(Extract Opens)
In [7]:
!pip install -q langchain pinecone-client tiktoken langchain-community openai spacy sentence-transformers ace_tools pandas langchain-openai langchain-pinecone


[notice] A new release of pip available: 22.3.1 -> 24.2
[notice] To update, run: python.exe -m pip install --upgrade pip


In [28]:
# Block 1: Chunking Your Data

from langchain.docstore.document import Document
import json
import tiktoken
import requests

max_tokens = 1000  # Maximum tokens per chunk
overlap_tokens = 100  # Tokens to overlap between chunks

url = "https://chatwithaudio.blob.core.windows.net/uploads/kp_07d5b59a68fe4b2285ed52c6ad1e32eb/transcription_5fd87ab0-4c85-49d3-9bd1-65103f1234f3.json?sp=r&st=2024-10-14T19:47:42Z&se=2024-10-15T03:47:42Z&spr=https&sv=2022-11-02&sr=b&sig=HZrdE5Umj6Cx5Ruhiqyu2ZRRamvtYrrd2Jnc9xpn08o%3D"
response = requests.get(url)
requestJson = response.json()

documents = []
for paragraph in requestJson.get('paragraphs', []):
    for sentence in paragraph.get('sentences', []):
        doc = Document(
            page_content=sentence['text'],
            metadata={
                "start": sentence['start'],
                "end": sentence['end'],
            }
        )
        documents.append(doc)

def count_tokens(text, model_name='text-embedding-ada-002'):
    encoding = tiktoken.encoding_for_model(model_name)
    return len(encoding.encode(text))

sentences = []
for doc in documents:
    text = doc.page_content
    tokens = count_tokens(text)
    sentences.append({'text': text, 'tokens': tokens, 'metadata': doc.metadata})


chunks = []
current_chunk = []
current_token_count = 0

for idx, sentence in enumerate(sentences):
    sentence_tokens = sentence['tokens']
    if current_token_count + sentence_tokens > max_tokens:
        chunk_text = ' '.join([s['text'] for s in current_chunk])
        chunk_metadata = {
            'start': current_chunk[0]['metadata']['start'],
            'end': current_chunk[-1]['metadata']['end'],
        }
        chunk_doc = Document(page_content=chunk_text, metadata=chunk_metadata)
        chunks.append(chunk_doc)

        # Start new chunk with overlap
        overlap = []
        overlap_token_count = 0
        i = len(current_chunk) - 1
        while i >= 0 and overlap_token_count < overlap_tokens:
            overlap.insert(0, current_chunk[i])
            overlap_token_count += current_chunk[i]['tokens']
            i -= 1
        current_chunk = overlap.copy()
        current_token_count = overlap_token_count
    current_chunk.append(sentence)
    current_token_count += sentence_tokens

if current_chunk:
    chunk_text = ' '.join([s['text'] for s in current_chunk])
(Extract Closes)
(Listed records Opens)
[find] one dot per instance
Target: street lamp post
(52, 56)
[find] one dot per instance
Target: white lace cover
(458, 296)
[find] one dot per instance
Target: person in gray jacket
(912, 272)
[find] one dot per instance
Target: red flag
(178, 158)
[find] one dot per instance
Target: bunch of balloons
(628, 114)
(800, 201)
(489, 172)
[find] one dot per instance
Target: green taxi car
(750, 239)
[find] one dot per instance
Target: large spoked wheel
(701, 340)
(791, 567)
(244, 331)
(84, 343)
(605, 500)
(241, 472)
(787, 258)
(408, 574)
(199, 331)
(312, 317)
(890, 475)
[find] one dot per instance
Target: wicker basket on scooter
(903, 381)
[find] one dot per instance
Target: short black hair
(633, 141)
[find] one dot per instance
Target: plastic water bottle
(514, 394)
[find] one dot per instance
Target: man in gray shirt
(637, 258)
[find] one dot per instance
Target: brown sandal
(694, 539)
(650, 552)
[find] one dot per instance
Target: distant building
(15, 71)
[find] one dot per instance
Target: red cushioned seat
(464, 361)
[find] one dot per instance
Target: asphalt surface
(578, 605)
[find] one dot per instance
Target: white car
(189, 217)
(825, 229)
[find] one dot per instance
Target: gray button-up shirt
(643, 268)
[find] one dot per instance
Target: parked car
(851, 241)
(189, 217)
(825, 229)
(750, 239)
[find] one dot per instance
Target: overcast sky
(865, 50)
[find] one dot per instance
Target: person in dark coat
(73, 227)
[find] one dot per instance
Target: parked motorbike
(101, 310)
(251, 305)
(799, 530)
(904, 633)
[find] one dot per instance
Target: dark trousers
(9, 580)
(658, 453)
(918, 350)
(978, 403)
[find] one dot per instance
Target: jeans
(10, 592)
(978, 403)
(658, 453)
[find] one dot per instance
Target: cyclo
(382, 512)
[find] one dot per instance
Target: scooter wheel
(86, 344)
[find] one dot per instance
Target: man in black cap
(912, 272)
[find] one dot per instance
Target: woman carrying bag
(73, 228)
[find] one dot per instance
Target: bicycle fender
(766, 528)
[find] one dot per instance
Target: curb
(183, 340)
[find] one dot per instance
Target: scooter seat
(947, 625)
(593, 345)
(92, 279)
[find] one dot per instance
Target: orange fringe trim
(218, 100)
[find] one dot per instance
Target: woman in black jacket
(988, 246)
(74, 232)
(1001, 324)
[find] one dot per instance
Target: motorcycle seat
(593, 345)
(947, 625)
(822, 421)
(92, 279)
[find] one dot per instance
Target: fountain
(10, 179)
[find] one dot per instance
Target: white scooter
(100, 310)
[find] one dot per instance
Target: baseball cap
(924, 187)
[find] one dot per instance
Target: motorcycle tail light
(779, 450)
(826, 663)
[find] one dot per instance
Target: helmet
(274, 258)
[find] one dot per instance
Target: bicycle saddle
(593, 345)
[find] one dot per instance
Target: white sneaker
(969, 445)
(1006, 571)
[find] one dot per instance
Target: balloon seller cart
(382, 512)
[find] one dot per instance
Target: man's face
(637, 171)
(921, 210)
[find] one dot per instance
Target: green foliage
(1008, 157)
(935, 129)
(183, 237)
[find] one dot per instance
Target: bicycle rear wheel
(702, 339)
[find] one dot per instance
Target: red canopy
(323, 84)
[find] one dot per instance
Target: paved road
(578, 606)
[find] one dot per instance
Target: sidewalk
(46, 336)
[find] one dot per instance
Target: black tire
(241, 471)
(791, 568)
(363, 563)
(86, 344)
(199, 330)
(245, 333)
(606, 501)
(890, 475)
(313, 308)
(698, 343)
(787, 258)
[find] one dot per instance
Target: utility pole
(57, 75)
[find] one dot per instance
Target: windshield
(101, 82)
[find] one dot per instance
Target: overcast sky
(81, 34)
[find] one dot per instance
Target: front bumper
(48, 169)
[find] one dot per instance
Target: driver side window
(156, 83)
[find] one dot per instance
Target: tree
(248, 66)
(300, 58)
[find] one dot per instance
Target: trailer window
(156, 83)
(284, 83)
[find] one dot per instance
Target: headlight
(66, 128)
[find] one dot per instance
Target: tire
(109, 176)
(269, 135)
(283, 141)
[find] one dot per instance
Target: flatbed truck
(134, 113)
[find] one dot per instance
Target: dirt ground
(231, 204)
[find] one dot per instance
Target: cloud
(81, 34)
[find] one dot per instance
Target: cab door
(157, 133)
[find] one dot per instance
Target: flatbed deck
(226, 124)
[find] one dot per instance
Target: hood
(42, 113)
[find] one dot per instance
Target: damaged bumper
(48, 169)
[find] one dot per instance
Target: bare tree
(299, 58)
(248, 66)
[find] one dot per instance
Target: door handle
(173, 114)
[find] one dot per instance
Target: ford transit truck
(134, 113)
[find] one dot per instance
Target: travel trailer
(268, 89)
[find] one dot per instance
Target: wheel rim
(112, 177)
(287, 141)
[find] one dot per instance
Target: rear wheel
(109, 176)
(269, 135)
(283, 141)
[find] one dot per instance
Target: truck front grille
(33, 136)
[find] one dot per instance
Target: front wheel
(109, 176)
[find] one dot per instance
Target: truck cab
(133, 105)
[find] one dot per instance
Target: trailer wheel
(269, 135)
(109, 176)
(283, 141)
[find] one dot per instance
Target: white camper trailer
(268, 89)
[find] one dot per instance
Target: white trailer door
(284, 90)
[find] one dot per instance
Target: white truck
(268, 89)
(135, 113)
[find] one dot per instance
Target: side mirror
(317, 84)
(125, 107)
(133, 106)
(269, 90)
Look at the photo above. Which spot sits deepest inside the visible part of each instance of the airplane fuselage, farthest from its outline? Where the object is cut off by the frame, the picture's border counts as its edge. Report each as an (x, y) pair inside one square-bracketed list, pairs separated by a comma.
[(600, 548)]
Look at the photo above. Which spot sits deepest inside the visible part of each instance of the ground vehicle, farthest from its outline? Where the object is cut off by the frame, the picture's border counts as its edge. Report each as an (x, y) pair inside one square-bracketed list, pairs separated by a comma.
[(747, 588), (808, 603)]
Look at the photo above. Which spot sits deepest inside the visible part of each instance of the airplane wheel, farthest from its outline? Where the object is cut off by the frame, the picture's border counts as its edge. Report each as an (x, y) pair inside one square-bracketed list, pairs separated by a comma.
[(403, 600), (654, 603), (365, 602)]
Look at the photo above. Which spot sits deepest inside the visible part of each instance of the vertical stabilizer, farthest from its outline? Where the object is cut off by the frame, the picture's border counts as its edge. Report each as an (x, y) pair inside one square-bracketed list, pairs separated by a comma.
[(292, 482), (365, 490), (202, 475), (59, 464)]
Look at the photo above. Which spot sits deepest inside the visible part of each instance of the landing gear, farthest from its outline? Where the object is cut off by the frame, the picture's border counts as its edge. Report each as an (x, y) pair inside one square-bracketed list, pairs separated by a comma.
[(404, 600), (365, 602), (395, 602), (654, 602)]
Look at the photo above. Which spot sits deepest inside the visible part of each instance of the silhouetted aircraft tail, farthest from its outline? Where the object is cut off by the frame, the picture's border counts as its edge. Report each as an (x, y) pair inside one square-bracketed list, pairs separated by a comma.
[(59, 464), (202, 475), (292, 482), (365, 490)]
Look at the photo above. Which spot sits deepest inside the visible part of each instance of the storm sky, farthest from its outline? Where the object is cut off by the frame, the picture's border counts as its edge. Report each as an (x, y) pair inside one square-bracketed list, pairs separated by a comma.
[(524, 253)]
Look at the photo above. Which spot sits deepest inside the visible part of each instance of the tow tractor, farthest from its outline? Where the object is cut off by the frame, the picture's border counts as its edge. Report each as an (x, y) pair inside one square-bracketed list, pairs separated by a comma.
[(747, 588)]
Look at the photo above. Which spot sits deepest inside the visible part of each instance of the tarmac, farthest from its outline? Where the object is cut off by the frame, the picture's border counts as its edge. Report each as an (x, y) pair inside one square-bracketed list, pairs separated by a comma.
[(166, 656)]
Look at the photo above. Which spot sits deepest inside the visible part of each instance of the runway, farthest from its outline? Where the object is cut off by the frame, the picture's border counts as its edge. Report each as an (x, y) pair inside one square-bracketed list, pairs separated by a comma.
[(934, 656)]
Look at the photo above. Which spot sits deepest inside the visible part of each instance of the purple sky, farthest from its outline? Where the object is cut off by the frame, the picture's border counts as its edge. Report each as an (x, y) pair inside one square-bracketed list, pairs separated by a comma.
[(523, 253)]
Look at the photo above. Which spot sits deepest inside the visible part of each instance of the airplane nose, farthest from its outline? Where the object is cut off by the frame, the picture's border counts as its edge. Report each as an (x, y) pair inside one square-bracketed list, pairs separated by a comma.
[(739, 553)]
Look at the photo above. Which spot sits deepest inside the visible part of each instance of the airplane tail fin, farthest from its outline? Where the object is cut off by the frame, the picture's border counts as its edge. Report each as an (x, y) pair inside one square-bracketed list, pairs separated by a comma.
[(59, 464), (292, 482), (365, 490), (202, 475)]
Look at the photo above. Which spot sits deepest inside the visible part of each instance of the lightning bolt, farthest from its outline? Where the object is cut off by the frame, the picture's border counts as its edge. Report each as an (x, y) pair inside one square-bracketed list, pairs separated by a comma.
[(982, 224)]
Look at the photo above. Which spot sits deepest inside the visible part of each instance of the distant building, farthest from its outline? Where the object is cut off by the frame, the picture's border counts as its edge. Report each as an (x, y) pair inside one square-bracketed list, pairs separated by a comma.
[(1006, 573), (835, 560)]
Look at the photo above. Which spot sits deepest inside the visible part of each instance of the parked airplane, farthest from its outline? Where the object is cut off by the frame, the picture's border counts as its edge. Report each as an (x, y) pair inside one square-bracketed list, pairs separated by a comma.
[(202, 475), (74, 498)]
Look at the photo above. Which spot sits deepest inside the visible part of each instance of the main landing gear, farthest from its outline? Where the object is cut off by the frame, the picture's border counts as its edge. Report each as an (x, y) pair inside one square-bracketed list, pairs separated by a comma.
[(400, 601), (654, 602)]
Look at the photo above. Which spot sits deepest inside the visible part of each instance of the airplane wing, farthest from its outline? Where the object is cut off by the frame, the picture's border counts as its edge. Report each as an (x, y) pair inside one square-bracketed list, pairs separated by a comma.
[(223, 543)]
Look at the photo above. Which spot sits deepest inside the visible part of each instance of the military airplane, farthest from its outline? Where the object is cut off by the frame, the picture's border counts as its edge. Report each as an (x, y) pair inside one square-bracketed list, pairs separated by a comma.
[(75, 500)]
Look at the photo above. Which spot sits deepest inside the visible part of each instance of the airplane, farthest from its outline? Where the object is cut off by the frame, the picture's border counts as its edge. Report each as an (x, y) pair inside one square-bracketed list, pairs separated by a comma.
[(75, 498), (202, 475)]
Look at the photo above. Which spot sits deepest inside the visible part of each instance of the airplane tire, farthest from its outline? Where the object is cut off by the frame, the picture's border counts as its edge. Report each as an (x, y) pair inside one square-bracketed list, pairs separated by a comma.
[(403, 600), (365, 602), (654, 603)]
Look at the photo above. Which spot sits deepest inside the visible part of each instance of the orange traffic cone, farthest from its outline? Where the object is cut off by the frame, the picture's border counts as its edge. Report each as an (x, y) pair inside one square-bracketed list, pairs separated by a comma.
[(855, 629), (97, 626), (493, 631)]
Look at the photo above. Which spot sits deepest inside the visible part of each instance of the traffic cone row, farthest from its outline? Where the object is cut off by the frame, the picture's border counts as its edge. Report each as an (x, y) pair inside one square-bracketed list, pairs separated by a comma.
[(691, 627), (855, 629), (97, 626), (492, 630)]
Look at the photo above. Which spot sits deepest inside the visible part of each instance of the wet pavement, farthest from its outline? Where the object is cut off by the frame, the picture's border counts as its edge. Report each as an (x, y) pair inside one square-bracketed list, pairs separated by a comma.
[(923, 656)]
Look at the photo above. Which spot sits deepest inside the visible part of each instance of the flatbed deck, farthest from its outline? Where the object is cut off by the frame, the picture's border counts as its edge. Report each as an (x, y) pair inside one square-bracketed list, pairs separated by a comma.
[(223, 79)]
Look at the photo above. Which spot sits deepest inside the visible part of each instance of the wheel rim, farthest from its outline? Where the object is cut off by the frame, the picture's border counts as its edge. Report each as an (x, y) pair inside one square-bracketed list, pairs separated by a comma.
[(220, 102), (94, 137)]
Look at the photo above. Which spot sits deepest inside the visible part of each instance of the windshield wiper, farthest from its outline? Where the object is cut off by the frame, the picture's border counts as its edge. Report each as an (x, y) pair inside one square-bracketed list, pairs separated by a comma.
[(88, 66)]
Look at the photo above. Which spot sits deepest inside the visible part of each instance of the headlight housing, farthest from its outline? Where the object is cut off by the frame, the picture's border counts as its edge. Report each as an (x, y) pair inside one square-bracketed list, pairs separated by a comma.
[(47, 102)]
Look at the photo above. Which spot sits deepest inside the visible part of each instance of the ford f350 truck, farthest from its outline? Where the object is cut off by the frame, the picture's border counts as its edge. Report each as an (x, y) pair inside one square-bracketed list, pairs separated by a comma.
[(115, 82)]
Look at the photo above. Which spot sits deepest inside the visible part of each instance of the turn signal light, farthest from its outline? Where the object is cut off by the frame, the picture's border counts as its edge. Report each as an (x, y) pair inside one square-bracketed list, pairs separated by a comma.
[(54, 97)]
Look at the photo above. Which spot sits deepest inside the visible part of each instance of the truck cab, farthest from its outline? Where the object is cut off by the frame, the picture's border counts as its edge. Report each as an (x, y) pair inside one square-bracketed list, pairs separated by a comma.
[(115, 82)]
(Listed records Closes)
Work to complete ▸
A. Reproduce the part of the transcript-chunking notebook between "documents = []" and "encoding = tiktoken.encoding_for_model(model_name)", inclusive.
B. Carry on writing the transcript-chunking notebook from its last line.

Outputs in order ▸
A.
documents = []
for paragraph in requestJson.get('paragraphs', []):
    for sentence in paragraph.get('sentences', []):
        doc = Document(
            page_content=sentence['text'],
            metadata={
                "start": sentence['start'],
                "end": sentence['end'],
            }
        )
        documents.append(doc)

def count_tokens(text, model_name='text-embedding-ada-002'):
    encoding = tiktoken.encoding_for_model(model_name)

B.
    chunk_metadata = {
        'start': current_chunk[0]['metadata']['start'],
        'end': current_chunk[-1]['metadata']['end'],
    }
    chunk_doc = Document(page_content=chunk_text, metadata=chunk_metadata)
    chunks.append(chunk_doc)

print(f"Number of chunks created: {len(chunks)}")
print(f"Total token count: {current_token_count}")

Number of chunks created: 3
Total token count: 926


In [29]:
# Block 2.1: Setting Up Pinecone with the simplified setup

from pinecone import Pinecone
import os

# NOTE: there was an update and now the Pinecone client requires the following simplified setup
pc = Pinecone(api_key=os.getenv("PINECONE_API_KEY"))
index_name = "chatbot"
pinecone_index = pc.Index(index_name)

print("pinecone client setup complete")

pinecone client setup complete


In [30]:
# Block 2.2: Embed and upsert data into Pinecone

from langchain.embeddings.openai import OpenAIEmbeddings

project_id = "your-project-1234"

# create batch embeddings
batch_size = 100 
all_embeddings = []
embeddings = OpenAIEmbeddings(model='text-embedding-ada-002')
texts = [chunk.page_content for chunk in chunks]
metadatas = [chunk.metadata for chunk in chunks]
for i in range(0, len(texts), batch_size):
    batch_texts = texts[i:i+batch_size]
    batch_embeddings = embeddings.embed_documents(batch_texts)
    all_embeddings.extend(batch_embeddings)

# Upsert vectors into Pinecone in batches, specifying the namespace
vectors = []
for i, (embedding, metadata) in enumerate(zip(all_embeddings, metadatas)):
    vector_id = f"vec_{i}"
    metadata['text'] = texts[i]
    vectors.append({'id': vector_id, 'values': embedding, 'metadata': metadata})

for i in range(0, len(vectors), batch_size):
    batch = vectors[i:i+batch_size]
    # Upsert the batch into the specified namespace (project_id)
    pinecone_index.upsert(vectors=batch, namespace=project_id)

print(f"Data successfully inserted into Pinecone for project {project_id}.")



Data successfully inserted into Pinecone for project your-project-1234.


In [16]:
# Block 3: Implementing Retrieval Augmented Generation (RAG)

from langchain.vectorstores import Pinecone
from langchain.embeddings.openai import OpenAIEmbeddings
from langchain.chat_models import ChatOpenAI
from langchain.prompts import PromptTemplate
from langchain.chains import RetrievalQA

embeddings = OpenAIEmbeddings(model='text-embedding-ada-002')
vectorstore = Pinecone(pinecone_index, embeddings.embed_query, "text", namespace=project_id)
retriever = vectorstore.as_retriever(search_kwargs={"k": 3})
llm = ChatOpenAI(model_name="gpt-4o-mini", temperature=0)


template = """
The answer should be short, concise and directly related to the question and not contain filler words. 
Given the following information, answer the question. 
Use the information from the documents to support your answer. 
Do not use any external information or make up any information.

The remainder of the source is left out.